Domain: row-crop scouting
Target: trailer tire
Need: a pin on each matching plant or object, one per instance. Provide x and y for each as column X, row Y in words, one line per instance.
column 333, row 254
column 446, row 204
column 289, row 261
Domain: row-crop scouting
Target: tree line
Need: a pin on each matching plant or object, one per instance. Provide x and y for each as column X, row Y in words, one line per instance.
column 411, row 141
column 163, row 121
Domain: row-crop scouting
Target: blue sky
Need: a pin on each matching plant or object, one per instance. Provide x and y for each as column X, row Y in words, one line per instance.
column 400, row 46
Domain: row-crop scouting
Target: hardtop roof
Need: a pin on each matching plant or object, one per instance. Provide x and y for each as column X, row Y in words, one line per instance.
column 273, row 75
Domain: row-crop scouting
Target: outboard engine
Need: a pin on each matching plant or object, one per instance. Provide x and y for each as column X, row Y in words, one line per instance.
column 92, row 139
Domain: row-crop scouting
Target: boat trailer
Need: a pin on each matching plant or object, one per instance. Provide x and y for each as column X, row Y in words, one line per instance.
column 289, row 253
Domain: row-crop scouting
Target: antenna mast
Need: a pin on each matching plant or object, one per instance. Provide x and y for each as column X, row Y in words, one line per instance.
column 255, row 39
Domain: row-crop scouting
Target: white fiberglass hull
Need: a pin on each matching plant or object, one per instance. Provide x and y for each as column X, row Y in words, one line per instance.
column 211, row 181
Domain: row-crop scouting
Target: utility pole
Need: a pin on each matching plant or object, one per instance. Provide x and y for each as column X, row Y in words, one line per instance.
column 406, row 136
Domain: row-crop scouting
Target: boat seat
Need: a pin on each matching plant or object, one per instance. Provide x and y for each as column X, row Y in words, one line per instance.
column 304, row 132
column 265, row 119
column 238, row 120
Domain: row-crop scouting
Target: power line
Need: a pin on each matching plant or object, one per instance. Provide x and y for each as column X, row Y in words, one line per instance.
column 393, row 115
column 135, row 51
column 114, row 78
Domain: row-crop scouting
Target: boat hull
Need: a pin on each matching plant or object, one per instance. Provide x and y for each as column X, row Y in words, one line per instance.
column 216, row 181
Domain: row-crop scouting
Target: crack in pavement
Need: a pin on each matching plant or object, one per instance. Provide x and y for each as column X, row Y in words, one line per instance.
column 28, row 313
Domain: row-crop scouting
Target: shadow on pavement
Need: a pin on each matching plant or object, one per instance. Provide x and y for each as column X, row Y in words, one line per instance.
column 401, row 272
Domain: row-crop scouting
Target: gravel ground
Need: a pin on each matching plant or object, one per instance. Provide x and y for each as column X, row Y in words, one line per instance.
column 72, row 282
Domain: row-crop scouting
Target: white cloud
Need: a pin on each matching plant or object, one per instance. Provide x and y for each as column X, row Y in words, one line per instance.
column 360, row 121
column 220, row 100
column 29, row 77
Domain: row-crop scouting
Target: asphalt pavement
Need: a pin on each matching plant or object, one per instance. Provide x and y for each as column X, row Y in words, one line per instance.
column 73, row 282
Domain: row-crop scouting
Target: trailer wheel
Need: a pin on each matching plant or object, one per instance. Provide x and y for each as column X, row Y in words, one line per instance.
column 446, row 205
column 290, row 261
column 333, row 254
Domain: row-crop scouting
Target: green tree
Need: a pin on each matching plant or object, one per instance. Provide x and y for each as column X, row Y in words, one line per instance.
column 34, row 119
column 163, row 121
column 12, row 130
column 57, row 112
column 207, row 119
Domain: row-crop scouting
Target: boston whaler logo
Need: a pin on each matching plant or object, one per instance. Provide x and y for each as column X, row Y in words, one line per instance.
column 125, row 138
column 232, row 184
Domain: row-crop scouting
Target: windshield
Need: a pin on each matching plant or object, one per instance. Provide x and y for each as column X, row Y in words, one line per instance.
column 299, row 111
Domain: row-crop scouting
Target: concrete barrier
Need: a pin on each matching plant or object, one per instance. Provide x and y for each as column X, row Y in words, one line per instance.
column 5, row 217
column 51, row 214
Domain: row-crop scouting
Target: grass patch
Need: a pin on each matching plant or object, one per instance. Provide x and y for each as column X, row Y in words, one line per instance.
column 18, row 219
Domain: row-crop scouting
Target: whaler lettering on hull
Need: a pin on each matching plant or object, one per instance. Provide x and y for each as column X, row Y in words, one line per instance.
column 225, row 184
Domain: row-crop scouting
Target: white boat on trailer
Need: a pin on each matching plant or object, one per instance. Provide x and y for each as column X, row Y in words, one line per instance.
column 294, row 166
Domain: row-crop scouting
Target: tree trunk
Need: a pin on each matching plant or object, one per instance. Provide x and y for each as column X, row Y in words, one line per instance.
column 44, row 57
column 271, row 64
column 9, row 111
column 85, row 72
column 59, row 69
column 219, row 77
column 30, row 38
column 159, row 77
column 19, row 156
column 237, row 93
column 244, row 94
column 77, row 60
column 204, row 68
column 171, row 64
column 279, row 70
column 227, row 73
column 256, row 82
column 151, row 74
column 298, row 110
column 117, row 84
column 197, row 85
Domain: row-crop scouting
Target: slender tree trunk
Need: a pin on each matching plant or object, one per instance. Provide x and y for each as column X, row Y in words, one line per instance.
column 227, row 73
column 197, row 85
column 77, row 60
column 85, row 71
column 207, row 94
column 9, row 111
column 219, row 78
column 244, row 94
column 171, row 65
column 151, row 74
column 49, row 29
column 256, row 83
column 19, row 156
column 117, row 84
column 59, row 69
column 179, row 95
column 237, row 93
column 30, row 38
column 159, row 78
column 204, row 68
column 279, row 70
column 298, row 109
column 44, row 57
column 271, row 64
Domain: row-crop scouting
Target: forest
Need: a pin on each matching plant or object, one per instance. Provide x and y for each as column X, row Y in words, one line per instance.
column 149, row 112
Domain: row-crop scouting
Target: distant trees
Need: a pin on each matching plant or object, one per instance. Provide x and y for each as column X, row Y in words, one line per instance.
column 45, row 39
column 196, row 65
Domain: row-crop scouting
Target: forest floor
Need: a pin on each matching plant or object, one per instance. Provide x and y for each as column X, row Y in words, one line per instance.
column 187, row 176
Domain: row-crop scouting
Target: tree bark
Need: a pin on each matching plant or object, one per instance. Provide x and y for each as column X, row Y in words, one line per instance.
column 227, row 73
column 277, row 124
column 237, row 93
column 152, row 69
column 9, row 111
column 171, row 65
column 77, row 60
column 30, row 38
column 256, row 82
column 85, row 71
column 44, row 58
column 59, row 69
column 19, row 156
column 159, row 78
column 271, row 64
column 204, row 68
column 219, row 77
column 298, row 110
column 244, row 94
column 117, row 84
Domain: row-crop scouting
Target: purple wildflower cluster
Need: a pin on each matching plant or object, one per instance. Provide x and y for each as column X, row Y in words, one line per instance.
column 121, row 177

────────────────

An exact copy of all the entries above is what is needed.

### Exercise output
Domain: row-crop scouting
Target: trailer tire
Need: a pin on each matching plant or object, one per instance. Provide x and y for each as column X, row Y in words, one line per instance.
column 333, row 254
column 446, row 204
column 289, row 261
Domain: row-crop scouting
Target: tree line
Need: a pin on each matching plant or object, one per instance. Provide x and y for each as column X, row Y in words, one line per instance.
column 411, row 141
column 163, row 121
Domain: row-crop scouting
Target: blue sky
Need: a pin on each matching plant or object, one per instance. Provide x and y for each as column X, row Y in words, one line per instance.
column 400, row 46
Domain: row-crop scouting
Target: hardtop roof
Need: a pin on each matching plant or object, one per instance. Provide x and y for each as column X, row Y in words, one line per instance.
column 273, row 75
Domain: row-crop scouting
Target: outboard engine
Need: a pin on each matching plant or object, one per instance. Provide x and y for each as column X, row Y in words, one line per instance.
column 92, row 139
Domain: row-crop scouting
Target: boat trailer
Need: a pin on each matching plant or object, one per instance. Provide x and y for each as column X, row Y in words, one line per instance.
column 289, row 253
Domain: row-crop scouting
Target: antenna mast
Need: a pin on each matching plant or object, one per instance. Provide x and y for each as column X, row Y in words, one line per instance.
column 255, row 39
Domain: row-crop scouting
Target: white fiberglass hull
Need: a pin on each matching plant or object, one per instance. Provide x and y for each as column X, row Y in words, one line per instance.
column 211, row 181
Domain: row-crop scouting
Target: utility pole
Need: a pin on each matching plant or object, one per instance. Provide x and y for each as column X, row Y in words, one line per instance.
column 406, row 136
Domain: row-crop scouting
Target: boat seat
Need: a pin on each matching plant or object, one per instance. Provide x and y for each as column X, row Y in words, one line per instance.
column 304, row 132
column 265, row 119
column 238, row 120
Domain: row-crop scouting
Target: power line
Need: a pin on each matching plant or object, one per instance. Provide x and y for each as column X, row Y in words, one line per instance.
column 393, row 115
column 135, row 51
column 114, row 78
Domain: row-crop scouting
Target: boat hull
Need: a pin on each matching plant or object, one per instance. Provide x and y for each as column X, row Y in words, one line per instance.
column 216, row 181
Domain: row-crop scouting
Target: crack in pavement
Need: a pin on each matching plant or object, one per instance. Provide x and y for each as column X, row Y in words, one line per instance.
column 28, row 313
Domain: row-crop scouting
Target: shadow on pavement
Need: a pin on each matching plant or object, one per instance. Provide x and y for each as column X, row Y in words, one line per instance.
column 401, row 272
Domain: row-crop scouting
Target: gravel ground
Need: a pin on each matching plant or object, one per instance. Provide x and y for each as column X, row Y in words, one line per instance.
column 72, row 282
Domain: row-crop scouting
Target: white cloud
Need: a pin on each matching plant or object, one per instance. Provide x and y for each as column X, row Y in words, one line per instance.
column 360, row 121
column 220, row 100
column 29, row 77
Domain: row-crop scouting
Target: asphalt pavement
Need: a pin on each matching plant or object, one per instance. Provide x and y for each as column X, row Y in words, one line per instance.
column 73, row 282
Domain: row-crop scouting
Target: trailer wheel
Need: a pin on each matching plant or object, one per instance. Provide x and y for each as column X, row Y in words, one line per instance.
column 446, row 205
column 290, row 261
column 333, row 254
Domain: row-crop scouting
Target: green tree
Need: a pin on each matching plant or object, one per instance. Provide x and y for each as column X, row Y in words, one line per instance.
column 34, row 119
column 163, row 121
column 12, row 130
column 57, row 112
column 207, row 119
Domain: row-crop scouting
Target: boston whaler logo
Need: a pin on each matching plant or object, one per instance. Provide x and y for each as column X, row Y in words, one line per instance.
column 125, row 138
column 232, row 184
Domain: row-crop scouting
Target: windshield
Need: a pin on each matching plant or object, one per instance. Provide x and y for each as column X, row Y in words, one line per instance.
column 299, row 111
Domain: row-crop scouting
Target: concrete barrier
Need: a pin on each matching plant or object, one per instance. Provide x and y for each as column X, row Y in words, one line per instance.
column 5, row 217
column 51, row 214
Domain: row-crop scouting
Target: grass patch
Need: a pin on each matching plant or object, one per instance. Provide x and y for each as column X, row Y in words, one line per instance.
column 18, row 219
Domain: row-crop scouting
Target: whaler lettering on hull
Need: a pin on each matching plant or object, one per instance. Provide x and y for each as column X, row Y in words, one line per instance.
column 225, row 184
Domain: row-crop scouting
Target: white boat on trailer
Need: a pin on each matching plant or object, one per instance. Provide x and y for each as column X, row Y in words, one line per instance.
column 294, row 166
Domain: row-crop scouting
Target: tree trunk
Need: a pin on each matching plant or object, one per instance. Provide x and y for each as column X, row Y in words, one line per instance.
column 44, row 57
column 271, row 64
column 9, row 111
column 85, row 72
column 59, row 69
column 219, row 77
column 30, row 38
column 159, row 77
column 19, row 156
column 237, row 93
column 244, row 94
column 77, row 60
column 204, row 68
column 171, row 64
column 279, row 70
column 227, row 73
column 256, row 82
column 151, row 74
column 298, row 110
column 117, row 84
column 197, row 85
Domain: row-crop scouting
Target: slender tree trunk
Need: a pin on each matching plant or object, one per instance. Provide x and y for each as column X, row Y in words, one line per instance.
column 227, row 73
column 197, row 85
column 77, row 60
column 85, row 71
column 207, row 94
column 9, row 111
column 219, row 78
column 244, row 94
column 171, row 65
column 151, row 74
column 49, row 29
column 256, row 83
column 19, row 156
column 117, row 84
column 59, row 69
column 179, row 95
column 237, row 93
column 30, row 38
column 159, row 78
column 204, row 68
column 279, row 70
column 298, row 109
column 44, row 57
column 271, row 64
Domain: row-crop scouting
Target: forest
Need: a pin on each matching plant or object, one per instance. Provide x and y for each as column X, row Y in words, one line per instance.
column 149, row 112
Domain: row-crop scouting
Target: distant trees
Need: a pin on each matching plant or object, one per instance. Provide x and y for each as column X, row Y in words, one line per instance.
column 45, row 39
column 196, row 65
Domain: row-crop scouting
Target: forest floor
Need: a pin on each matching plant or object, one per instance. Provide x and y for each as column X, row Y in words, one line per instance.
column 187, row 176
Domain: row-crop scouting
Target: tree bark
Need: a pin on each matching plant or object, one per instance. Provide x and y for each as column X, row Y in words, one line per instance.
column 227, row 73
column 277, row 124
column 237, row 93
column 152, row 69
column 9, row 111
column 171, row 65
column 77, row 60
column 30, row 38
column 256, row 82
column 85, row 71
column 44, row 58
column 59, row 69
column 19, row 156
column 159, row 78
column 271, row 64
column 204, row 68
column 219, row 77
column 298, row 110
column 244, row 94
column 117, row 84
Domain: row-crop scouting
Target: purple wildflower cluster
Need: a pin on each matching plant or object, one per instance. Provide x and y for each as column X, row Y in words, one line per instance.
column 121, row 177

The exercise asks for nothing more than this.